__読む文章__
憩室出血について医師が詳しく解説
消化管の壁の一部が外側に突出し、部屋のような空間ができた状態を「憩室」と呼びます。
憩室の壁は薄くなっており、ときに出血を起こすことがあり、これを「憩室出血」と言います。憩室および憩室出血は、食道や胃、小腸、大腸のいずれにも起こり得るものですが、大腸での頻度がもっとも高く、それぞれ「大腸憩室症」「(大腸)憩室出血」と言います。大腸カメラ検査を行うと、約10%で憩室が発見されます。
炎症・出血を伴う場合には治療が必要になります。出血はときに大量となり、便器が真っ赤になるような血便を伴うこともあります。なお大腸憩室症のうち、約75%が右側結腸に生じます。
憩室出血の原因は?
大腸憩室症は、先天的に腸の壁が薄い部分に内圧が加わり、壁が外側へと飛び出て発症するものと考えられています。
そのため必然的に憩室の壁は薄く、さらなる内圧やちょっとした炎症をきっかけとして、憩室出血に至ります。
憩室出血は繰り返す?
一度形成された憩室は、自然に元に戻ることはありません。そのため、憩室出血は、治療をしても繰り返すことが多くなります。再発率は、約40%にものぼります。
特に、血液をサラサラにする薬を服用している方は、再発率が高くなると言われています。
憩室出血の症状チェック
- 突然の大量の血便
- 下腹部の痛み
- 吐き気・嘔吐
- 発熱
- 下痢
前触れなく、大量の出血(血便)が起こります。血液は真っ赤なこともありますが、赤黒いこともあります。 また、憩室での炎症によって、下腹部の痛み、吐き気・嘔吐、発熱、下痢などの症状を伴うこともあります。
憩室出血の検査と診断
問診のうえ、大腸カメラ検査を行い、診断します。腹部CT検査、出血シンチグラフィーなどの検査を行うこともあります。
ただ、時間とともに自然止血することも多く、出血部位を特定できるのは50%程度に留まります。実際に出血しているところを確認し、より正確な診断を行うためには、症状が現れてからできるだけ早く大腸カメラ検査を受けることが大切です。
憩室出血の治療
大腸カメラ検査を行い、憩室出血を発見次第、その場で内視鏡によってその場で止血処置を行います。
出血があまりにも多い場合、出血を繰り返している場合にはカテーテル治療や手術が必要になりますが、ほとんどは自然止血または内視鏡による止血処置で終えられます。
カテーテル治療や手術が必要になった場合には、速やかに提携する病院をご紹介いたします。

__提示情報__
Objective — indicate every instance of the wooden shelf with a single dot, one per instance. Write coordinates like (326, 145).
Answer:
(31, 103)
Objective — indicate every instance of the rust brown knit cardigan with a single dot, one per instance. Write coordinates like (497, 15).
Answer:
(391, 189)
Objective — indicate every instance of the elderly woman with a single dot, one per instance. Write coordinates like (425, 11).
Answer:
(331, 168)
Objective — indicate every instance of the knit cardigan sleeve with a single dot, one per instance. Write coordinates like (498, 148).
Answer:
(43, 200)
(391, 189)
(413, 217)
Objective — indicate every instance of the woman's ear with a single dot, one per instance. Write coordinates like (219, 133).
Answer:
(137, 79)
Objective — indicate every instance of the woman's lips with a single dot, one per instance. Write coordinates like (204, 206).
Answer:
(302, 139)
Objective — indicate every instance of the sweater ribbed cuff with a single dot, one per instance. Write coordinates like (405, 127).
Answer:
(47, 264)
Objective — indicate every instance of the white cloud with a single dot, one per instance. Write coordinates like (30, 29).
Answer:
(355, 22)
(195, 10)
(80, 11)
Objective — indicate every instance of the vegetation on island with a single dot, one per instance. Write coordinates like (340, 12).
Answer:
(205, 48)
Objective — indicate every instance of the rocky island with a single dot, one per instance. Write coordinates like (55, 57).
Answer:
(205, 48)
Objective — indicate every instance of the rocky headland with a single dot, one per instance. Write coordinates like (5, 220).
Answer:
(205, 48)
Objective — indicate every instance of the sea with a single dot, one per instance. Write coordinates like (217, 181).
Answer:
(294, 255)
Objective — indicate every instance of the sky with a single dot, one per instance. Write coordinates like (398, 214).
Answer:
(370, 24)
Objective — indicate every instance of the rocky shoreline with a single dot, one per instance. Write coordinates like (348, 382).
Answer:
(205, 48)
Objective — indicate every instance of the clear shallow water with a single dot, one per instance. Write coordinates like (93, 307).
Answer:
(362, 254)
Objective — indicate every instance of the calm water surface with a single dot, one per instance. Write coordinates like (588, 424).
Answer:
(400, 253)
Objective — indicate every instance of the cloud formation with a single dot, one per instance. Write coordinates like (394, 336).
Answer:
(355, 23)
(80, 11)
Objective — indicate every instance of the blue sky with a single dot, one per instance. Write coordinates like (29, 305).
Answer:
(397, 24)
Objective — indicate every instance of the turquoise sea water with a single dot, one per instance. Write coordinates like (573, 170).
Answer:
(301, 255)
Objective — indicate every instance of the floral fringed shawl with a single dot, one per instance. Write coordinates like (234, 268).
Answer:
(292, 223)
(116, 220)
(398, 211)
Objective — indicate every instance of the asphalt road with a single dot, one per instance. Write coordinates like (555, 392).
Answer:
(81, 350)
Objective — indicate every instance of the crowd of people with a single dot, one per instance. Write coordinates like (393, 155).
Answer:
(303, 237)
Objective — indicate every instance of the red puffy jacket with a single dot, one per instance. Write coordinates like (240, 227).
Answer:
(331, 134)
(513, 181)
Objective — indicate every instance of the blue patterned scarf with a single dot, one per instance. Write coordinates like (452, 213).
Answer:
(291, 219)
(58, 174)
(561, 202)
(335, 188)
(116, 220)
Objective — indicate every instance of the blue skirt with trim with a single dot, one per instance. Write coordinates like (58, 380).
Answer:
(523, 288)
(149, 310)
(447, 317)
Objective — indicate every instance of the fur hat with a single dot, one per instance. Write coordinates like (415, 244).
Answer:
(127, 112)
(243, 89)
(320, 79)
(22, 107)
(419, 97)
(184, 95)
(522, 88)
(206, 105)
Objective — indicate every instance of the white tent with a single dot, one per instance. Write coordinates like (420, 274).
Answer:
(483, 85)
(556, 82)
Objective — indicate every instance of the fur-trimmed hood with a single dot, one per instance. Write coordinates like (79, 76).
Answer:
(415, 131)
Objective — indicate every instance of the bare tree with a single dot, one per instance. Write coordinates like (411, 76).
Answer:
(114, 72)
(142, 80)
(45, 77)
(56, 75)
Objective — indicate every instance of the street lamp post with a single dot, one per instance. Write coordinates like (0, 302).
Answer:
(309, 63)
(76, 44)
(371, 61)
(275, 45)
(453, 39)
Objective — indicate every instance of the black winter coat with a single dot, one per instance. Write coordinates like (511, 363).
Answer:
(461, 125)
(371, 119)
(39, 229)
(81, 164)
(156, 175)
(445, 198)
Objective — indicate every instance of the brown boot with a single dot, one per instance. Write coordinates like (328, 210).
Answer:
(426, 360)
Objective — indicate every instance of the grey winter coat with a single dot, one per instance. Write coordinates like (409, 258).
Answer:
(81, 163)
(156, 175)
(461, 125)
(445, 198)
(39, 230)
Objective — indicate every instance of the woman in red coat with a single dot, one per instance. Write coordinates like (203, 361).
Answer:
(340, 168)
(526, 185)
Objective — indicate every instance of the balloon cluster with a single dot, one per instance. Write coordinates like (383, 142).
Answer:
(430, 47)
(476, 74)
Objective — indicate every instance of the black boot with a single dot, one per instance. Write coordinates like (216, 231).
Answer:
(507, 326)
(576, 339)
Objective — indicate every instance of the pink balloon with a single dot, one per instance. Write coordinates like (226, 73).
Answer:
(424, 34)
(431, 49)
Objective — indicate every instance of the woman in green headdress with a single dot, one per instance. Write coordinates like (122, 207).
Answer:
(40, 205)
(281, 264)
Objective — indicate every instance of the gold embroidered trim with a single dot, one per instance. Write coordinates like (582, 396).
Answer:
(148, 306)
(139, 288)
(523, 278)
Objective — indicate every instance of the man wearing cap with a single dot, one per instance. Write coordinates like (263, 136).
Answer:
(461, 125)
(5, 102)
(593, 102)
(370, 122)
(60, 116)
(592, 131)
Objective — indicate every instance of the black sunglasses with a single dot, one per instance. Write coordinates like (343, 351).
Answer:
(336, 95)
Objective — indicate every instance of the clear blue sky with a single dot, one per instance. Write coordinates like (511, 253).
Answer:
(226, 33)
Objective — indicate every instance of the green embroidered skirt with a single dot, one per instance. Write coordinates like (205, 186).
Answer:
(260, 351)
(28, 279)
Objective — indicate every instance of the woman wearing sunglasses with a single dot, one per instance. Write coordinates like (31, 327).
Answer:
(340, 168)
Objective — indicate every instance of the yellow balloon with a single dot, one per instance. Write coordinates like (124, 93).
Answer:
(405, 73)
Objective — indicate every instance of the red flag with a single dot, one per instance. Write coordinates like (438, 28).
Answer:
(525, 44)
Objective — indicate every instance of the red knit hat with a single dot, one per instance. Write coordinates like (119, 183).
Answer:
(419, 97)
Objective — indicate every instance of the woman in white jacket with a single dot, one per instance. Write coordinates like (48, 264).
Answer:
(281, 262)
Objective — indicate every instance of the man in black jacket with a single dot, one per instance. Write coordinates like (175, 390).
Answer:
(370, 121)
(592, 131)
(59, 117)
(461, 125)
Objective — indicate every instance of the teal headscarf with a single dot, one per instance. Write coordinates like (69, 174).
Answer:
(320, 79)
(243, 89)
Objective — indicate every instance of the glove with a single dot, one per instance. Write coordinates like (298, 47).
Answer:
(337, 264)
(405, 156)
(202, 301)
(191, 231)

__課題__
憩室出血の文章のうち、「そのため必然的に憩室の壁は薄」から「の検査を行うこともあります。」までを一字一句変えずに書き写してください。 上の項目は、憩室出血の文章とは別の資料です。

__解答__
そのため必然的に憩室の壁は薄く、さらなる内圧やちょっとした炎症をきっかけとして、憩室出血に至ります。
憩室出血は繰り返す?
一度形成された憩室は、自然に元に戻ることはありません。そのため、憩室出血は、治療をしても繰り返すことが多くなります。再発率は、約40%にものぼります。
特に、血液をサラサラにする薬を服用している方は、再発率が高くなると言われています。
憩室出血の症状チェック
- 突然の大量の血便
- 下腹部の痛み
- 吐き気・嘔吐
- 発熱
- 下痢
前触れなく、大量の出血(血便)が起こります。血液は真っ赤なこともありますが、赤黒いこともあります。 また、憩室での炎症によって、下腹部の痛み、吐き気・嘔吐、発熱、下痢などの症状を伴うこともあります。
憩室出血の検査と診断
問診のうえ、大腸カメラ検査を行い、診断します。腹部CT検査、出血シンチグラフィーなどの検査を行うこともあります。